** START Exercise data **

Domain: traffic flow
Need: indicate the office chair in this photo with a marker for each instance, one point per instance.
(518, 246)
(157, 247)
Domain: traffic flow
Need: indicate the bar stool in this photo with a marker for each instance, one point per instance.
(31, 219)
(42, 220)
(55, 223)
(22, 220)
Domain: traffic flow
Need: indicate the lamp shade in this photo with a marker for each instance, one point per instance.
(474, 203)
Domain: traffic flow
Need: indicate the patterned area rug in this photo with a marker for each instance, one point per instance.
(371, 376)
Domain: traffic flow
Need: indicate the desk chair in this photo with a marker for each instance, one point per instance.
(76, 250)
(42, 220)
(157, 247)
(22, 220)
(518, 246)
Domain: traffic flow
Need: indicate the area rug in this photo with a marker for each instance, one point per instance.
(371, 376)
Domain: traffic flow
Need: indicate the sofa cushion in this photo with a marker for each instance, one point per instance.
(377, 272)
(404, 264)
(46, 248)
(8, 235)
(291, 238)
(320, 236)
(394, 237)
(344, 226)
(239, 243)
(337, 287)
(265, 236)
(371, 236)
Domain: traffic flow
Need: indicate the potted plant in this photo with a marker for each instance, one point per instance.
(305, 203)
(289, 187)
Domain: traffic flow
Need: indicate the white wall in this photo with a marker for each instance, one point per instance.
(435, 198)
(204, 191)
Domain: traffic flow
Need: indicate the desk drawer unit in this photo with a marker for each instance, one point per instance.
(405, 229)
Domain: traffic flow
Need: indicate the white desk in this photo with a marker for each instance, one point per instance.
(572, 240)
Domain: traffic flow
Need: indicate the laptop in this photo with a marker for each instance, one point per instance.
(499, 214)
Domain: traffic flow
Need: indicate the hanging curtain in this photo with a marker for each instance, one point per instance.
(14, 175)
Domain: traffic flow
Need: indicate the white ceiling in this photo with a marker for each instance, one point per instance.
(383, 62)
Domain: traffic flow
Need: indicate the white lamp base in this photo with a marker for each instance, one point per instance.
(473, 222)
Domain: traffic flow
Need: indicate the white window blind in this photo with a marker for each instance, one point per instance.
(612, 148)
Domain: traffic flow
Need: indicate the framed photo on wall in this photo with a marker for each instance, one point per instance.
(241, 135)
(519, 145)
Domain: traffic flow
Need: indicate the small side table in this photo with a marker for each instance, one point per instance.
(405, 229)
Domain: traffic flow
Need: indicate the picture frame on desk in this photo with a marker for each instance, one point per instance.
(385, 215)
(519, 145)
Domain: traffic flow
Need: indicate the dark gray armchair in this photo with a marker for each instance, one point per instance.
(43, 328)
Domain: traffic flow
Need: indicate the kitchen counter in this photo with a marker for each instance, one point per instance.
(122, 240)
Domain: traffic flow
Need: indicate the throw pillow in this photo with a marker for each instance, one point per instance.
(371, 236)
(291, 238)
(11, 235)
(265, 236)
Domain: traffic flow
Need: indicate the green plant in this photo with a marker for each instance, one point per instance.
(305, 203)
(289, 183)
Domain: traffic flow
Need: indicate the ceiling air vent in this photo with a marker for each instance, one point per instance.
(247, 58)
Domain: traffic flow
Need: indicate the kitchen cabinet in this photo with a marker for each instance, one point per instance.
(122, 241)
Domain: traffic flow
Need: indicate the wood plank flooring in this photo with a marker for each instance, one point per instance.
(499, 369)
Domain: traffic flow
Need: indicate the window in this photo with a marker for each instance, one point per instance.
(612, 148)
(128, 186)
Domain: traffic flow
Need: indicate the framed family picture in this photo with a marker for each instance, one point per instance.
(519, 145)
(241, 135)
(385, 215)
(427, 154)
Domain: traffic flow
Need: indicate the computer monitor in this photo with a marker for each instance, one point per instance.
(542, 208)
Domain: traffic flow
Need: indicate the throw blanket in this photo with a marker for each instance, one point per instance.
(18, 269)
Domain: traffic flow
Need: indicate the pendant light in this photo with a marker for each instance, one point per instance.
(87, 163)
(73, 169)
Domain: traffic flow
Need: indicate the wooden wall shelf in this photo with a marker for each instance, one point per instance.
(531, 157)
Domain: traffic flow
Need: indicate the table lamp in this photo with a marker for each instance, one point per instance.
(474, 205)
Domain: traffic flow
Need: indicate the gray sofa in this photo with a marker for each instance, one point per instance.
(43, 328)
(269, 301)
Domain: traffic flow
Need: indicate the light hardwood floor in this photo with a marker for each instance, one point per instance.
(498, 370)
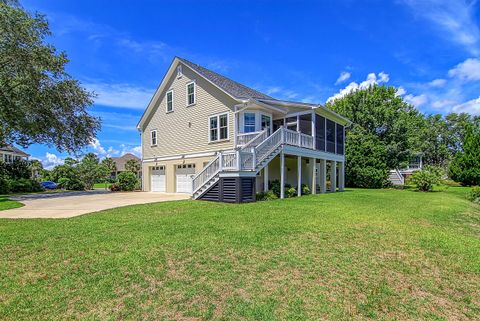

** END Exercise data **

(What you should do):
Please show every line of the listing above that contains the string "window", copying each one in full. Case counts, so a line matches only if the capitalization is the same.

(Exercise output):
Need: indicate the white window blind in this photo with a marker for each instance, one point per instance.
Need: indicate the window in this photo with a marker for each instance, one point per instance.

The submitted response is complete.